## TASK DESCRIPTION
Recast the items as a numbered list, beginning at the first line and continuing through the line that contains "<point>1256,779</point>", that line included. Omit any blank lines.

## AVAILABLE RECORDS

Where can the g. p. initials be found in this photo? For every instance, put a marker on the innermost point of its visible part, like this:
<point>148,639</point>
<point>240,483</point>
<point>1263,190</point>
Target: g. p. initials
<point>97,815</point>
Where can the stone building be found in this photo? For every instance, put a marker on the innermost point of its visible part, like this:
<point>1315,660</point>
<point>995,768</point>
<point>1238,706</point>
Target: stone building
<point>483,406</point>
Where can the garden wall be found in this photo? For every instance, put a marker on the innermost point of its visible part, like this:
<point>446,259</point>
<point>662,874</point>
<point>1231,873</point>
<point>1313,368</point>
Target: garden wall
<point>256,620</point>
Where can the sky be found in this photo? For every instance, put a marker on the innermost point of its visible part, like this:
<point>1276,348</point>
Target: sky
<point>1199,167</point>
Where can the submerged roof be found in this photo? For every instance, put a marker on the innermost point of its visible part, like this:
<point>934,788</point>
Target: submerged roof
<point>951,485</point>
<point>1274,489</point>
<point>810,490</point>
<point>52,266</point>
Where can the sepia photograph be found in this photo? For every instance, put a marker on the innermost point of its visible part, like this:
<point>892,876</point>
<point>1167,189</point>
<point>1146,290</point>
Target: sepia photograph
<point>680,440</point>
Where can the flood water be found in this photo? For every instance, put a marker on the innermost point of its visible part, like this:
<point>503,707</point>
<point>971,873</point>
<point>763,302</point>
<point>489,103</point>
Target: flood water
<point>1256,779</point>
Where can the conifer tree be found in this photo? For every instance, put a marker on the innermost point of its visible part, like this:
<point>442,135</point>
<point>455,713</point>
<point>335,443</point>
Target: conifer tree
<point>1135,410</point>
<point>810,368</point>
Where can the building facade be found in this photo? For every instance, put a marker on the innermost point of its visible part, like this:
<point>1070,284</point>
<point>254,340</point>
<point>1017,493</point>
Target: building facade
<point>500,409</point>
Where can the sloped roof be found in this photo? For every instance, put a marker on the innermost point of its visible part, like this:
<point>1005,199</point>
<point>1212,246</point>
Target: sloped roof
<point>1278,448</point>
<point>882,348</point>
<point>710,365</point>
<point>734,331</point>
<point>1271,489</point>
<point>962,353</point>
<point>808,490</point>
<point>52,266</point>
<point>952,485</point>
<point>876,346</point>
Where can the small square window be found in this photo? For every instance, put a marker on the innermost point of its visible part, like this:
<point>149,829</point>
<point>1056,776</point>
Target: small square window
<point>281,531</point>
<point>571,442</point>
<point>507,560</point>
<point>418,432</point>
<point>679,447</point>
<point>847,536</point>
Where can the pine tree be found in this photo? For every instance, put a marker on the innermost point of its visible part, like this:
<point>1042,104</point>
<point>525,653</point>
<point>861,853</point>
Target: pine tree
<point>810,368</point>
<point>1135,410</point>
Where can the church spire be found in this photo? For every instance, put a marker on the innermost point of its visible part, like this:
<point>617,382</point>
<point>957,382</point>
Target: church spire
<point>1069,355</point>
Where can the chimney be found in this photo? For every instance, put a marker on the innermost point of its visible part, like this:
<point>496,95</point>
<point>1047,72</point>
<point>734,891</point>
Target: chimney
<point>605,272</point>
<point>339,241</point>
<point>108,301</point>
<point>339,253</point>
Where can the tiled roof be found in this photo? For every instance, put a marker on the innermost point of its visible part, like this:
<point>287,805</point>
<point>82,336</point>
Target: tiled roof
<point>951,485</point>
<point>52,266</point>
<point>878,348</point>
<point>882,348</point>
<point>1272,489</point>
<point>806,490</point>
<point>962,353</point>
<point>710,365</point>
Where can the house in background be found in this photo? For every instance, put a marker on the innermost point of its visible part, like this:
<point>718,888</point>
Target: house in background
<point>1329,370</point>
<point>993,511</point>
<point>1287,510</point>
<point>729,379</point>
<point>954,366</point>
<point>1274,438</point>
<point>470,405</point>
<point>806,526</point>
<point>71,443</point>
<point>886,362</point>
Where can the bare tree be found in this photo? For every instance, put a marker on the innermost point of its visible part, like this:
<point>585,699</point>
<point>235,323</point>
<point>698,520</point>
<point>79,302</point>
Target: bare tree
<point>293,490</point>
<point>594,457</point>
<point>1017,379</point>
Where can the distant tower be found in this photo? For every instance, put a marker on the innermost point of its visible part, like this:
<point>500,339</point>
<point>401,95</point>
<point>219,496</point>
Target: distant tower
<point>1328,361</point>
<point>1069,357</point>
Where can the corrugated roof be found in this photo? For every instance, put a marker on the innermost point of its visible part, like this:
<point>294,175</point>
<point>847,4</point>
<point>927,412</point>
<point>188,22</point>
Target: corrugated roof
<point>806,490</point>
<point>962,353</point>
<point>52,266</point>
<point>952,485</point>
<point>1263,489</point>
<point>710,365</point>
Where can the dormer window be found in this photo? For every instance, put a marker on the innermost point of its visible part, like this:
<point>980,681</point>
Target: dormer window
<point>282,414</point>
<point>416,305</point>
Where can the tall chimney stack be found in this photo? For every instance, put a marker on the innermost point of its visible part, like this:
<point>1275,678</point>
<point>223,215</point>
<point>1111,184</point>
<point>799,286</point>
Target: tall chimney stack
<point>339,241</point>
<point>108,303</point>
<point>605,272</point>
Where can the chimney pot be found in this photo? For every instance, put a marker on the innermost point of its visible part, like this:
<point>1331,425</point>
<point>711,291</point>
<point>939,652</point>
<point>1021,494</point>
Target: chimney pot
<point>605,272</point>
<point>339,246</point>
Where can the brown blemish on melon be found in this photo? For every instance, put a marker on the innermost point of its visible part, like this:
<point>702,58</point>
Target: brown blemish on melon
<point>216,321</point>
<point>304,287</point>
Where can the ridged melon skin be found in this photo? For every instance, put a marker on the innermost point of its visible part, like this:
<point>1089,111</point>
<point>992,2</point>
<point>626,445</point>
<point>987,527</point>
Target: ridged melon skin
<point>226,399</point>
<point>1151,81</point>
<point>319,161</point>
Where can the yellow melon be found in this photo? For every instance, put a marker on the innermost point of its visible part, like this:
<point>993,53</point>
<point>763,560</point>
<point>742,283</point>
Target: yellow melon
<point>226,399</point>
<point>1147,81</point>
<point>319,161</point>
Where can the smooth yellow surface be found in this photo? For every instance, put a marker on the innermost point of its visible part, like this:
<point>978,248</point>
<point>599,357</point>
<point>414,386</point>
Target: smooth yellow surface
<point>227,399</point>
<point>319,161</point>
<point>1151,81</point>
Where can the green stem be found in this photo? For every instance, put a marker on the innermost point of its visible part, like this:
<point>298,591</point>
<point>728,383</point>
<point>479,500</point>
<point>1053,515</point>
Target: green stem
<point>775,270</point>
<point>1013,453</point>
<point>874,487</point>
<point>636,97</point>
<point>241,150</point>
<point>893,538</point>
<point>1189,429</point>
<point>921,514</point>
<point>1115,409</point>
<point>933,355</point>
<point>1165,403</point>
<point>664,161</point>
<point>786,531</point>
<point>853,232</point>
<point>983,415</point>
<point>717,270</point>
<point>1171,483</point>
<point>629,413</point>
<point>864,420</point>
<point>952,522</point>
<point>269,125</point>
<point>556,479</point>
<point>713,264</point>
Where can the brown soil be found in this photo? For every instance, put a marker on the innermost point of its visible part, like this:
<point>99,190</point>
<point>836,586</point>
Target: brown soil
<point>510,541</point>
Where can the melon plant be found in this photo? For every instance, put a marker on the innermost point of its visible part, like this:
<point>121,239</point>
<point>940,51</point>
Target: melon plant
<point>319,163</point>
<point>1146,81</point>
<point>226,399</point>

## EXPECTED ANSWER
1. Where can the g. p. initials be found in this photo? For every instance, put a marker on the innermost point of its visible part, like this:
2. <point>148,639</point>
3. <point>240,483</point>
4. <point>1263,190</point>
5. Target: g. p. initials
6. <point>97,815</point>
7. Where can the stone building be found in this photo? For every instance, put a marker on the innermost point of its visible part, like this:
8. <point>1315,660</point>
9. <point>995,768</point>
10. <point>1238,706</point>
11. Target: stone building
12. <point>483,406</point>
13. Where can the garden wall be found in this photo? For every instance, put a marker on the innermost point of its visible part, like this:
14. <point>446,259</point>
15. <point>662,874</point>
16. <point>1231,873</point>
17. <point>1313,368</point>
18. Target: garden wall
19. <point>256,620</point>
20. Where can the sky be found in this photo? For every instance, put a marker on the innermost point of its visible part, like this:
21. <point>1276,348</point>
22. Target: sky
23. <point>1199,167</point>
24. Where can the submerged roof be found in this photo? For every instance, put a marker on the innermost point of its visible part, like this:
25. <point>934,788</point>
26. Target: submerged roof
27. <point>951,485</point>
28. <point>1274,489</point>
29. <point>810,490</point>
30. <point>52,266</point>
31. Where can the sepia photograph be found in this photo? For every instance, put a marker on the innermost point of its visible part, like this:
32. <point>892,876</point>
33. <point>1167,189</point>
34. <point>1146,290</point>
35. Target: sepia photograph
36. <point>680,440</point>
37. Where can the flood water be found in this photo? For every instance, put a marker on the innermost point of its visible part, like this:
38. <point>503,707</point>
39. <point>971,873</point>
40. <point>763,302</point>
41. <point>489,103</point>
42. Target: flood water
43. <point>1256,779</point>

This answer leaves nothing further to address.